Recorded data
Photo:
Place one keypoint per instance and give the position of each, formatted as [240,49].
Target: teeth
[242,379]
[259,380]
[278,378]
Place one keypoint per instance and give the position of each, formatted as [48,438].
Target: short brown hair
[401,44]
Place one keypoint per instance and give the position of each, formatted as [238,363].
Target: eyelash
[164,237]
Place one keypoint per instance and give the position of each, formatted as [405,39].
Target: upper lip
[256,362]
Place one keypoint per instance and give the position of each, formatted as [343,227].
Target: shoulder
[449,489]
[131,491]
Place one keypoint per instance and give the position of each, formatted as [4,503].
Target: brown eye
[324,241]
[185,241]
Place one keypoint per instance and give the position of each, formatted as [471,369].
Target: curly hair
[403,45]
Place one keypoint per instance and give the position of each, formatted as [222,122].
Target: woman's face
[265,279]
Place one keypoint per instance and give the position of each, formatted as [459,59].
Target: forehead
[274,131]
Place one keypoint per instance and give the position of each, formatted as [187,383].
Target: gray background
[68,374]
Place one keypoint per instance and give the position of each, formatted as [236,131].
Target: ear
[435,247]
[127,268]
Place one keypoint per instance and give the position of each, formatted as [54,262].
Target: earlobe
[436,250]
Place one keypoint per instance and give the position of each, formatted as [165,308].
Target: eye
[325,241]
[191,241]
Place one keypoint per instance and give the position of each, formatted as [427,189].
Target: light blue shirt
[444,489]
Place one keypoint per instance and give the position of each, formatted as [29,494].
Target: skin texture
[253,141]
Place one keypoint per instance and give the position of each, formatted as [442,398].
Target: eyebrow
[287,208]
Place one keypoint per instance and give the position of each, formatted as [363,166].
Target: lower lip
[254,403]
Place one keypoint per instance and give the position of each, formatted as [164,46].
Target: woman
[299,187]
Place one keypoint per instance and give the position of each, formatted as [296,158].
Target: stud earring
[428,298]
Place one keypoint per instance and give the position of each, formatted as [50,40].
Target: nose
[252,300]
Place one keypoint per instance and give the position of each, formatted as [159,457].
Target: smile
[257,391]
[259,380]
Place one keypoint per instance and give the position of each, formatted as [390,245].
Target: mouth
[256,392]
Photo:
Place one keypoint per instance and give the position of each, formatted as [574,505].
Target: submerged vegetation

• EXERCISE TASK: Repeat the lines word for word, beginning at the line containing "formatted as [54,262]." and continuing through the last of the recorded data.

• WORKED SOLUTION:
Place one keypoint per instance and give the position of each, formatted as [54,262].
Target: earlobe
[436,250]
Place one keypoint per instance and give the position of each, formatted as [165,308].
Target: eye
[325,241]
[191,241]
Place one keypoint per instance and give the position of each, formatted as [427,189].
Target: light blue shirt
[444,489]
Place one keypoint per instance and give the position of each, formatted as [29,494].
Target: skin texture
[253,141]
Place one keypoint per instance and give the position of each, formatted as [442,398].
Target: eyebrow
[287,208]
Place one keypoint per instance and give the position of each, formatted as [363,166].
Target: lower lip
[254,403]
Place one keypoint per instance and give the position of each, formatted as [164,46].
Target: woman
[299,187]
Place one keypoint per instance and give the position of each, formatted as [296,158].
Target: stud earring
[428,298]
Place one keypoint per instance and give the position of each, formatted as [50,40].
Target: nose
[252,300]
Place one keypoint per instance and give the position of each, formatted as [159,457].
Target: smile
[257,391]
[259,380]
Place one keypoint per instance and give the position of each, formatted as [390,245].
Target: mouth
[256,392]
Photo:
Place one keypoint per instance and give the position of each, formatted as [574,505].
Target: submerged vegetation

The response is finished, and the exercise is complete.